• Required action:
Please make sure what you return matches the listing below exactly, minus its pictures.

• Material supplied:
====

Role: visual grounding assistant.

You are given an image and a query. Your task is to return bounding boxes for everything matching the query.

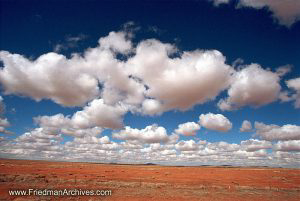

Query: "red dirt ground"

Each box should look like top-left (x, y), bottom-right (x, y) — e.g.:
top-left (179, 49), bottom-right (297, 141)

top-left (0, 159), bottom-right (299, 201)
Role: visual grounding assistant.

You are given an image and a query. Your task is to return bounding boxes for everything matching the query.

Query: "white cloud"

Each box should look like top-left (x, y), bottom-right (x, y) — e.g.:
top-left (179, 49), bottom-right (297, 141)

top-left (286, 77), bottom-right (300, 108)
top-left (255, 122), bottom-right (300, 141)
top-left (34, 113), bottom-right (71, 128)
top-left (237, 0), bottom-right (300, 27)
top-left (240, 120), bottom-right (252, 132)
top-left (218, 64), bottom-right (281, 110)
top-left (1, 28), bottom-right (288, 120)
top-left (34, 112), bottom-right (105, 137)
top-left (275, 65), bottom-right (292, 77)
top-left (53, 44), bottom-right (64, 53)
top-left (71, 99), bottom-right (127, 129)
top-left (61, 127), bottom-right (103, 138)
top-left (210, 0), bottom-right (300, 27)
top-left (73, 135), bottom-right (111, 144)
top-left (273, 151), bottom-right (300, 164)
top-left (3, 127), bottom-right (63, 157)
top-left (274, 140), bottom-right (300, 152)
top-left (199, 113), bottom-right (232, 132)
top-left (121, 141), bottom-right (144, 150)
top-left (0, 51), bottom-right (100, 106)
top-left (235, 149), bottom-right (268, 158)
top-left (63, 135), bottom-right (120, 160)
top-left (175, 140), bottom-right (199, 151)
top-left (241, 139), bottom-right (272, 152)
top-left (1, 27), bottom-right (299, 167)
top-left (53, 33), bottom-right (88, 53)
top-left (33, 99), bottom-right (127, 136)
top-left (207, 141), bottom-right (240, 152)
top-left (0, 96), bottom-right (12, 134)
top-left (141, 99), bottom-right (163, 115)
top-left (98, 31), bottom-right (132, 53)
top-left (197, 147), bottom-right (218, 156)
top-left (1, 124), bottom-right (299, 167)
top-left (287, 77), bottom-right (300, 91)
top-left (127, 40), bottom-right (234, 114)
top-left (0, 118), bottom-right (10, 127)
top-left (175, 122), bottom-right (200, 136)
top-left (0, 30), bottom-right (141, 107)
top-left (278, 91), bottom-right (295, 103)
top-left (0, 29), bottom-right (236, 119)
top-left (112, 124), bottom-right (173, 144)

====

• Solved problem:
Role: visual grounding assistant.

You are given an image and a query. Your task is to return bounding boxes for everything matching the query.


Query: "red dirt ground"

Each box should look like top-left (x, y), bottom-right (x, y) — e.g.:
top-left (179, 49), bottom-right (297, 141)

top-left (0, 159), bottom-right (299, 201)
Role: visual grounding assistant.

You are given an image and a query. Your task is to return bounding boxes for everything matching the query.

Query: "white cloud"

Each box should look like top-left (x, y), bottom-right (x, y) — e.g.:
top-left (179, 49), bottom-right (297, 141)

top-left (286, 77), bottom-right (300, 108)
top-left (255, 122), bottom-right (300, 141)
top-left (34, 113), bottom-right (71, 128)
top-left (237, 0), bottom-right (300, 27)
top-left (240, 120), bottom-right (252, 132)
top-left (218, 64), bottom-right (281, 110)
top-left (1, 28), bottom-right (288, 120)
top-left (34, 112), bottom-right (105, 137)
top-left (275, 65), bottom-right (292, 77)
top-left (53, 44), bottom-right (64, 53)
top-left (71, 99), bottom-right (127, 129)
top-left (61, 127), bottom-right (103, 138)
top-left (210, 0), bottom-right (300, 27)
top-left (73, 135), bottom-right (111, 144)
top-left (273, 151), bottom-right (300, 164)
top-left (3, 127), bottom-right (63, 157)
top-left (274, 140), bottom-right (300, 152)
top-left (199, 113), bottom-right (232, 132)
top-left (121, 141), bottom-right (144, 150)
top-left (0, 51), bottom-right (100, 106)
top-left (235, 149), bottom-right (268, 158)
top-left (63, 135), bottom-right (120, 160)
top-left (175, 140), bottom-right (199, 151)
top-left (241, 139), bottom-right (272, 152)
top-left (1, 27), bottom-right (299, 167)
top-left (53, 33), bottom-right (88, 53)
top-left (33, 99), bottom-right (127, 136)
top-left (207, 141), bottom-right (240, 152)
top-left (0, 96), bottom-right (12, 134)
top-left (141, 99), bottom-right (163, 115)
top-left (98, 31), bottom-right (132, 53)
top-left (197, 147), bottom-right (218, 156)
top-left (1, 124), bottom-right (299, 167)
top-left (287, 77), bottom-right (300, 91)
top-left (127, 40), bottom-right (234, 114)
top-left (0, 118), bottom-right (10, 127)
top-left (175, 122), bottom-right (200, 136)
top-left (0, 30), bottom-right (141, 107)
top-left (278, 91), bottom-right (295, 103)
top-left (0, 29), bottom-right (236, 119)
top-left (112, 124), bottom-right (173, 144)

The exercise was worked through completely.